> Фрагмент источника:
Опубликовано в журнале Звезда, номер 3, 2010
Борис Рогинский
ИЗ-ЗА МОРЯ
Вот женщина, поющая в постели
О том, как с плеч своих сняла его пиджак
“Что Маруха? Я сделал чегой-то не так?”
Спрашивает Андрюха,
ее любовник
А женщина поет, колготки натянув
О том какой в Анапе был полковник
И как любил,
и что дарил
Потом уехал, но оставил телефон
Вернулась в Ленинград,
звонила раза три
Но было занято…
Гудки… гудки… гудки…1
Что ж? Перепев “Ромашки спрятались, поникли лютики…” и “Настоящего полковника” с кое-какими неважными дополнительными подробностями. Только что-то не то в конце. Не в словах — в знаках препинания. Все вдруг расползается по швам…
А вот еще один “шлягер”:
На Голгофе агония
так не страшна, вероятно,
Как глубокая скорбь
оттого что Господь не помог,
Рать свою не послал
в помощь Сыну, когда тот вступал
В Дом Отца своего
и оттуда ничтожных менял
Выгнал в гневе великом.
И отлично, что выгнал,
но разве того Он желал!
А душа как смоковница,
та, на дороге, за городом:
Говорливые листья,
а смокв… (Они раньше листвы
На ветвях появляются)
Смокв нет — бесплодна…
Так и Царство желанное…
Не настало… Не время, наверно…
Что ж… Руби этот ствол
и в огонь эти сучья без смокв
Брось… Легче будет.
И снова к концу одни многоточия. И боль, досада, буднично-сдержанные, привычные. Плюнь. Душа ни к чему, брось ее в огонь, будет легче. Не время ей цвести. Наверное… И еще эти “вероятно”, “наверное”…
К чему это все? Для тебя ли эти стихи? Ну пусть в стихах о песне, где-то там, вдали мерещится “Туда, туда, смиренней, ниже…” Но действительно далековато. Тут все слишком кратко и просто. Так же кратко и просто, как в “Смоковнице”. Никто не скажет, что он тут ничего не понял. Но и будет недоумевать: зачем? Никакого художественного наслаждения. Обманули. Какой-то фокус. Какая-то дверь к этим стихам закрыта.

Записи набора данных для аннотации
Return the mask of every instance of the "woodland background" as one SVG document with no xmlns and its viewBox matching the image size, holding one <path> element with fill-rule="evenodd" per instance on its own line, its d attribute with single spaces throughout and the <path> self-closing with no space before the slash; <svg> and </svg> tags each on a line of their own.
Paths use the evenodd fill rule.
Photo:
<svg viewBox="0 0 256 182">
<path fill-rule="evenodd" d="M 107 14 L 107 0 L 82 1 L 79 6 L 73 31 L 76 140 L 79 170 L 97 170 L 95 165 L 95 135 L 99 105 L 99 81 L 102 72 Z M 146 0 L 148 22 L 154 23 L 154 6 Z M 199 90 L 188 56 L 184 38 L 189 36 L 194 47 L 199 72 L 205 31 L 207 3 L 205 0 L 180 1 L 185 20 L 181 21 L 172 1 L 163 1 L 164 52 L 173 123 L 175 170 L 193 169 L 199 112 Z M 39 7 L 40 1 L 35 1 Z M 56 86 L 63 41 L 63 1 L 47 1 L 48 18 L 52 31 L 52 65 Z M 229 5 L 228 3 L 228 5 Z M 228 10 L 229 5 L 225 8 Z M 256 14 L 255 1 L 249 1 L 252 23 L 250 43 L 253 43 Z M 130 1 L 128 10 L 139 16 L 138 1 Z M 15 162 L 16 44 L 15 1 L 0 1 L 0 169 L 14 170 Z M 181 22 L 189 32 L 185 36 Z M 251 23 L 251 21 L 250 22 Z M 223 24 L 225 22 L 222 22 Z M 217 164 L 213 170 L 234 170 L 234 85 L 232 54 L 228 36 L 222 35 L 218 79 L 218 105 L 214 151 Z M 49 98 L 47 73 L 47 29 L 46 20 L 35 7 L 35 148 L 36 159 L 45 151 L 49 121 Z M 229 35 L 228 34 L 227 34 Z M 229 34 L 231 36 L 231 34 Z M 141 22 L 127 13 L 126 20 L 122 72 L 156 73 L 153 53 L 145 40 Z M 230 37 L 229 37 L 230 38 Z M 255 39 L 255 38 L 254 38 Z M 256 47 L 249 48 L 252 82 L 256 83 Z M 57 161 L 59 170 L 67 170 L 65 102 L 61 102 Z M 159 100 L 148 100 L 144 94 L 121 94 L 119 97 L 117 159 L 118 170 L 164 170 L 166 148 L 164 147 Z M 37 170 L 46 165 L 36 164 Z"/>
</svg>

> Задачи для решения:
1. Перепишите слово в слово все строки набора данных для разметки.
2. Продолжите фрагмент статьи о стихах, начиная сразу после его последнего предложения.
Фрагмент и строки — отдельные, не связанные между собой материалы.

> Результаты по задачам:
1.
Return the mask of every instance of the "woodland background" as one SVG document with no xmlns and its viewBox matching the image size, holding one <path> element with fill-rule="evenodd" per instance on its own line, its d attribute with single spaces throughout and the <path> self-closing with no space before the slash; <svg> and </svg> tags each on a line of their own.
Paths use the evenodd fill rule.
Photo:
<svg viewBox="0 0 256 182">
<path fill-rule="evenodd" d="M 107 14 L 107 0 L 82 1 L 79 6 L 73 31 L 76 140 L 79 170 L 97 170 L 95 165 L 95 135 L 99 105 L 99 81 L 102 72 Z M 146 0 L 148 22 L 154 23 L 154 6 Z M 199 90 L 188 56 L 184 38 L 189 36 L 194 47 L 199 72 L 205 31 L 207 3 L 205 0 L 180 1 L 185 20 L 181 21 L 172 1 L 163 1 L 164 52 L 173 123 L 175 170 L 193 169 L 199 112 Z M 39 7 L 40 1 L 35 1 Z M 56 86 L 63 41 L 63 1 L 47 1 L 48 18 L 52 31 L 52 65 Z M 229 5 L 228 3 L 228 5 Z M 228 10 L 229 5 L 225 8 Z M 256 14 L 255 1 L 249 1 L 252 23 L 250 43 L 253 43 Z M 130 1 L 128 10 L 139 16 L 138 1 Z M 15 162 L 16 44 L 15 1 L 0 1 L 0 169 L 14 170 Z M 181 22 L 189 32 L 185 36 Z M 251 23 L 251 21 L 250 22 Z M 223 24 L 225 22 L 222 22 Z M 217 164 L 213 170 L 234 170 L 234 85 L 232 54 L 228 36 L 222 35 L 218 79 L 218 105 L 214 151 Z M 49 98 L 47 73 L 47 29 L 46 20 L 35 7 L 35 148 L 36 159 L 45 151 L 49 121 Z M 229 35 L 228 34 L 227 34 Z M 229 34 L 231 36 L 231 34 Z M 141 22 L 127 13 L 126 20 L 122 72 L 156 73 L 153 53 L 145 40 Z M 230 37 L 229 37 L 230 38 Z M 255 39 L 255 38 L 254 38 Z M 256 47 L 249 48 L 252 82 L 256 83 Z M 57 161 L 59 170 L 67 170 L 65 102 L 61 102 Z M 159 100 L 148 100 L 144 94 L 121 94 L 119 97 L 117 159 L 118 170 L 164 170 L 166 148 L 164 147 Z M 37 170 L 46 165 L 36 164 Z"/>
</svg>

2.
И многоточия здесь — не художественный прием, они не от полноты чувств, не от невыразимости, не для пафоса и не вместо него. Они останавливают, отрезают строку: “Хватит. Остановись. Ни слова больше”. И оставляют читателя на обрыве.
Ну, а там в тьме подземной,
в огнемутной воде, как и прежде,
Зарождаются чудища…
В книге Сергея Стратановского “Оживление бубна” и в стихах 2004—2007 годов 72 многоточия на 44 маленьких стихотворения и два коротких рассказа. Эти многоточия не такие, как были раньше. Они не заполняют строку, а опустошают ее, превращают слова и буквы в ряды нерасшифрованных тревожных иероглифов. А может быть, еще дальше — к наскальным рисункам и знакам. Дело, конечно, не только в многоточиях. О чем бы ни были стихи — о якутских богах или о рекламе в метро, — все будто бы выбито на камне или выцарапано на дереве. К архаике поэт шел всю жизнь, начиная с “тебя, о тыква, я пою, / но съешь ты голову мою” и “овощебабы во хмелю”, через “Библейские заметки”, через драму о каналоармейцах, через стихи о Чечне.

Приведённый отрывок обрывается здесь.